_Directive:_ Repeat every line of the records below word for word, with nothing changed.

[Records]
···

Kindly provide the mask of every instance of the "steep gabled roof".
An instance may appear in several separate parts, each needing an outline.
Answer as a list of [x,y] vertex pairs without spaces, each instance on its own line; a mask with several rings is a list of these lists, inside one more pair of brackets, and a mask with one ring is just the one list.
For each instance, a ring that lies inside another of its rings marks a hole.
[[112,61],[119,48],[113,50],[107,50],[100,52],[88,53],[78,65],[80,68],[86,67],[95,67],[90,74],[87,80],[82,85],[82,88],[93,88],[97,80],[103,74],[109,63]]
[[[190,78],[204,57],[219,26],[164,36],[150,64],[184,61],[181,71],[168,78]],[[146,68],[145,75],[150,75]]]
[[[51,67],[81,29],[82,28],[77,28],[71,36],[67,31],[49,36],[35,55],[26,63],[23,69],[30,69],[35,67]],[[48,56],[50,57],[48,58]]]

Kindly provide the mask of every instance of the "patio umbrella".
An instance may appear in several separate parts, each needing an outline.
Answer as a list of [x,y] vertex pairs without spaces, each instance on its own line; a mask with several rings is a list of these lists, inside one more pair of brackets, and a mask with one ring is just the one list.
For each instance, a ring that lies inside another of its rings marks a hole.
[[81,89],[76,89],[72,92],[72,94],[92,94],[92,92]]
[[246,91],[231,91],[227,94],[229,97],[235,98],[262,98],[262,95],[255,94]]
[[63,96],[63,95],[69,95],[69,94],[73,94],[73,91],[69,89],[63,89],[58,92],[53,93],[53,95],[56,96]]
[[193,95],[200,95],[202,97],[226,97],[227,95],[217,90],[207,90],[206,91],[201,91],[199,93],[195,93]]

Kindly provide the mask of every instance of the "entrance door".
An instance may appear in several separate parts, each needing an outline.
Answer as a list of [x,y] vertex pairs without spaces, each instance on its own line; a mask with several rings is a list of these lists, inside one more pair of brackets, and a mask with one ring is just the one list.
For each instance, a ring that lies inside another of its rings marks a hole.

···

_Result:_
Kindly provide the mask of every instance of the "steep gabled roof".
An instance may appear in several separate parts, each needing an outline.
Answer as a list of [x,y] vertex pairs without spaces, each instance on its own line; a mask with several rings is a list of these lists, inside one more pair of brackets, and a mask with one ring is just the one list.
For each instance, a ring that lies inside another of its rings marks a hole.
[[112,61],[119,48],[113,50],[107,50],[100,52],[88,53],[78,65],[80,68],[86,67],[95,67],[90,74],[87,80],[82,85],[82,88],[93,88],[97,80],[103,74],[109,63]]
[[[190,78],[204,57],[219,26],[164,36],[150,64],[184,61],[181,71],[168,78]],[[146,68],[145,75],[150,75]]]
[[[51,67],[81,29],[82,28],[77,28],[71,36],[67,31],[49,36],[35,55],[26,63],[23,69],[30,69],[35,67]],[[48,56],[50,57],[48,58]]]

Kindly provide the mask of every instance of the "patio umbrella".
An instance may appear in several separate parts, each needing an outline.
Answer as a list of [x,y] vertex pairs without spaces, each instance on its own line; a mask with several rings is a list of these lists, inside one more pair of brackets, and a mask with one ring is just the one list.
For each instance, a ring that lies inside another of its rings marks a hole.
[[81,89],[76,89],[72,92],[72,94],[92,94],[92,92]]
[[246,91],[231,91],[227,94],[229,97],[235,98],[262,98],[262,95],[255,94]]
[[63,96],[63,95],[69,95],[69,94],[73,94],[73,91],[69,89],[63,89],[58,92],[53,93],[53,95],[56,96]]
[[193,95],[200,95],[202,97],[226,97],[227,95],[217,90],[207,90],[206,91],[201,91],[199,93],[195,93]]

Kindly provide the mask of every instance of the "entrance door".
An instance may appear in several separate parts, each needing an outline.
Answer as a list of [x,y] vertex pairs without spaces, each instance on its own line; a mask with several rings is a list of these lists, inside one more pair of brackets, and a mask with one ring is just the one list.
For each instance, a ring that lies inside another of its rings marks a hole.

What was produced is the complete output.